#### Task description:
Take the entries that follow and return exactly the lines from the one holding "Target: butter on spoon" through the one holding "# put one point on every instance of the black", both included. Nothing else is needed.

(Natural-language object grounding data)
*** Block opens ***

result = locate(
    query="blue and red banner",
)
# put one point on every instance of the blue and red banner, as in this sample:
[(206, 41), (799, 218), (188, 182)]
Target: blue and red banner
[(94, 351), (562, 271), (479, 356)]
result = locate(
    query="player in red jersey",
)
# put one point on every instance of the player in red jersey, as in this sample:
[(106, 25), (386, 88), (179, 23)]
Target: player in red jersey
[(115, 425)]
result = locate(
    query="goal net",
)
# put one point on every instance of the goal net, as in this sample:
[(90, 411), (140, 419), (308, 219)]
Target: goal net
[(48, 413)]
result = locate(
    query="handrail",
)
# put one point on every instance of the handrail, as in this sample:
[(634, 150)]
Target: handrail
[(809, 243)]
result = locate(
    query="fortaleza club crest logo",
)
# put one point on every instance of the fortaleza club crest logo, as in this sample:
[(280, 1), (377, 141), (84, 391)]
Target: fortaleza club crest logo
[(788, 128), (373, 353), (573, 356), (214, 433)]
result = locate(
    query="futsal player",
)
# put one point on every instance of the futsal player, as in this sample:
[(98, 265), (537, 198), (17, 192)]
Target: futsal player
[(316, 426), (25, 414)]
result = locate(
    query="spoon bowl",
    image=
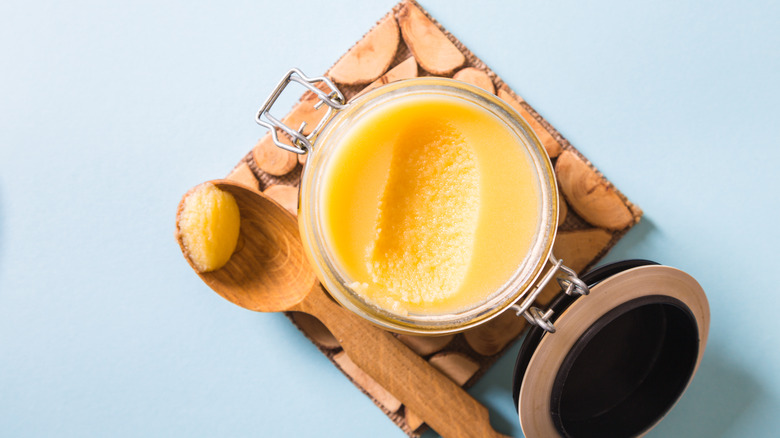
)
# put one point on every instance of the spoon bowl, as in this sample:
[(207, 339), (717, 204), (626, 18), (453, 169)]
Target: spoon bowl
[(269, 272)]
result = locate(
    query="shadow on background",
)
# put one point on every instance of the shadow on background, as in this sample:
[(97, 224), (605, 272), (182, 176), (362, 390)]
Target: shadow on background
[(1, 233), (634, 245), (719, 395)]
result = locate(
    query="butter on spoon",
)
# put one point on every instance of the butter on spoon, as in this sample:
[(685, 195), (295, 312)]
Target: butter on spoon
[(269, 272)]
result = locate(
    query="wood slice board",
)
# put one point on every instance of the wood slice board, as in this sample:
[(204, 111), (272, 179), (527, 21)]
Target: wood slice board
[(405, 43)]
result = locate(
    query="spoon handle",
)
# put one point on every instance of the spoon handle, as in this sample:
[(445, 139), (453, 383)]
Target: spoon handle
[(442, 404)]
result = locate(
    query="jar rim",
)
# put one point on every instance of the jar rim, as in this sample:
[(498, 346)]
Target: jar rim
[(332, 277)]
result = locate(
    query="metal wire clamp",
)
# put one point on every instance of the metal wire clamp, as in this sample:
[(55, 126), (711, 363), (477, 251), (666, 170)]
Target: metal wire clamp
[(301, 144), (569, 282)]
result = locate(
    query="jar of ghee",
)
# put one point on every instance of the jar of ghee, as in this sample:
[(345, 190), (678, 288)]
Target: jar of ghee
[(428, 206)]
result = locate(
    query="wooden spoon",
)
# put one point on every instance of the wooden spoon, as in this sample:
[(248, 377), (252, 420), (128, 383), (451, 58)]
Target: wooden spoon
[(269, 273)]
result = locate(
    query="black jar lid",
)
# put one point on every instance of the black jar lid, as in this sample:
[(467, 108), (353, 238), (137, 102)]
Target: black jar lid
[(620, 358)]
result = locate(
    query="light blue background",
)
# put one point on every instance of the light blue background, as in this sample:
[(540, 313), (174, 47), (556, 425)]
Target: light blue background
[(110, 111)]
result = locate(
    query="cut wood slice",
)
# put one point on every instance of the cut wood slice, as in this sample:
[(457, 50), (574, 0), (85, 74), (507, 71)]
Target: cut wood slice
[(590, 195), (429, 45), (315, 330), (273, 159), (370, 57), (413, 420), (425, 345), (550, 144), (456, 366), (286, 196), (581, 248), (476, 77), (244, 175), (491, 337), (379, 394), (405, 70)]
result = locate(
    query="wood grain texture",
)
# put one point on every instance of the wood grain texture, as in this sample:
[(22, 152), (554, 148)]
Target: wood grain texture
[(286, 196), (244, 175), (430, 46), (443, 405), (315, 330), (563, 210), (580, 243), (456, 366), (492, 337), (476, 77), (370, 57), (381, 395), (405, 70), (268, 271), (551, 145), (273, 159), (425, 345), (590, 195)]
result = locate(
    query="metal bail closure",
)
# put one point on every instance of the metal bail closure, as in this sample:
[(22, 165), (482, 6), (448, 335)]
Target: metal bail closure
[(301, 143), (569, 282)]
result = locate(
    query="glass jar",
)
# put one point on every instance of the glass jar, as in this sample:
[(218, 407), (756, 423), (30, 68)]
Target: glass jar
[(310, 217), (641, 334)]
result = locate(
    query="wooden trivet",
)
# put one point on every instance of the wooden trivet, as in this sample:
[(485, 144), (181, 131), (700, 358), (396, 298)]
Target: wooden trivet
[(408, 43)]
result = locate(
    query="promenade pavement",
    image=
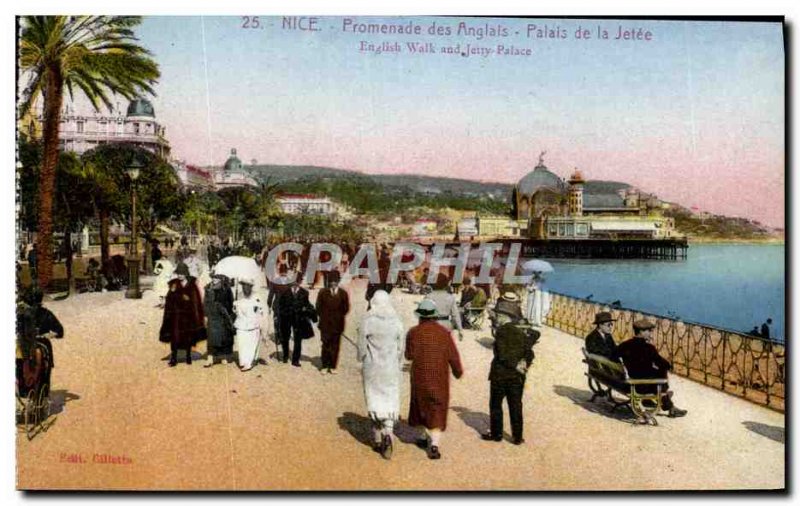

*** Block closes ***

#### Reply to the task:
Target: butter on spoon
[(269, 272)]
result = locate(
    query="wood slice board",
)
# put one point on every instance of the wood slice board, as in this sample:
[(204, 111), (272, 179), (527, 21)]
Target: wood slice board
[(405, 43)]
result = locate(
    query="spoon handle",
)
# put one point on every instance of the spoon handle, as in this sample:
[(445, 139), (453, 383)]
Target: spoon handle
[(442, 404)]
result = locate(
    query="jar rim",
)
# put one point on every instance of the jar rim, as in this sample:
[(498, 346)]
Target: jar rim
[(332, 277)]
result = locate(
    query="metal wire clamp",
)
# put one point on every instance of the metal wire clamp, as in this sample:
[(55, 126), (711, 363), (477, 251), (666, 170)]
Target: metal wire clamp
[(301, 144), (569, 282)]
result = locate(
    query="jar of ghee",
)
# put one point on every instance of the jar of ghee, as in this sample:
[(345, 190), (678, 288)]
Target: jar of ghee
[(428, 206)]
result = locate(
    query="wooden spoon",
)
# put one point on every instance of the wooden spoon, as in this sample:
[(248, 377), (252, 420), (128, 383), (451, 58)]
Target: wooden spoon
[(269, 273)]
result = locate(
    query="black jar lid",
)
# put one point on every instance of the black jar lid, as in this sample:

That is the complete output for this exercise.